» **INSTRUCTIONS FOR THE TASK**
Locate each line in the listing below that contains the word "hillside" and copy those lines out. Case counts.

» **DATA SECTION**
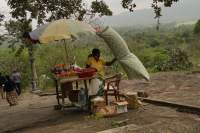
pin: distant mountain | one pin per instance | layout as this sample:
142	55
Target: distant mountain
182	11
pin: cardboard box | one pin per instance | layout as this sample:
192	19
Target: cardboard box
120	106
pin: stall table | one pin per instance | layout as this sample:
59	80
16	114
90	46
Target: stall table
66	85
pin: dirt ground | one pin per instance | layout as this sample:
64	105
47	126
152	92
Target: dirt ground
35	114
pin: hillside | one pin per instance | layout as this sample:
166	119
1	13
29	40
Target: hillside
183	11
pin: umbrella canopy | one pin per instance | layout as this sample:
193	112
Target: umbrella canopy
61	29
130	63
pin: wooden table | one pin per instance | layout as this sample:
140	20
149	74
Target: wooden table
66	85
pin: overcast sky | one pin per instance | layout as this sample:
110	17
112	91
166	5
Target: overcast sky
114	5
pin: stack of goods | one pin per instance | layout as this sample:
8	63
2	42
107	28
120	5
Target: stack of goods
99	107
133	102
61	70
120	106
97	104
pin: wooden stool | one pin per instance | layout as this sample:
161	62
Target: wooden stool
112	87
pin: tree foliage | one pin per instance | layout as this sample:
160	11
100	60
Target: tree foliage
197	27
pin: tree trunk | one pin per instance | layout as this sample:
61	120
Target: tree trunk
33	69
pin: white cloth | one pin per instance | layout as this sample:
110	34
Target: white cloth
94	86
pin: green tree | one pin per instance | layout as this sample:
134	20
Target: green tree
47	10
197	27
1	19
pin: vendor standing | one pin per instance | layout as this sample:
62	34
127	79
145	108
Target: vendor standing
95	61
11	94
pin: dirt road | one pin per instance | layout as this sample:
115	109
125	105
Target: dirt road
35	114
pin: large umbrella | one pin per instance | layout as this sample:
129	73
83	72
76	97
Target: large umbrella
130	63
60	30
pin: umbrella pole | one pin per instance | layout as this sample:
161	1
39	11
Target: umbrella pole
65	48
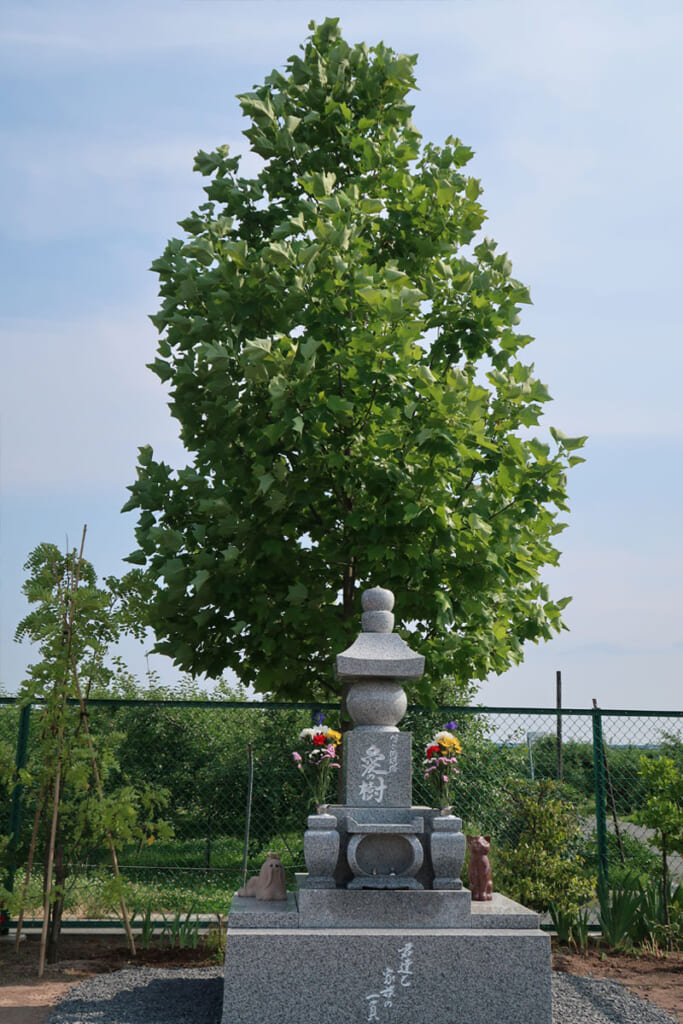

» **FINAL ANSWER**
pin: hillside | one pin per instance | layout as this sample:
Target: hillside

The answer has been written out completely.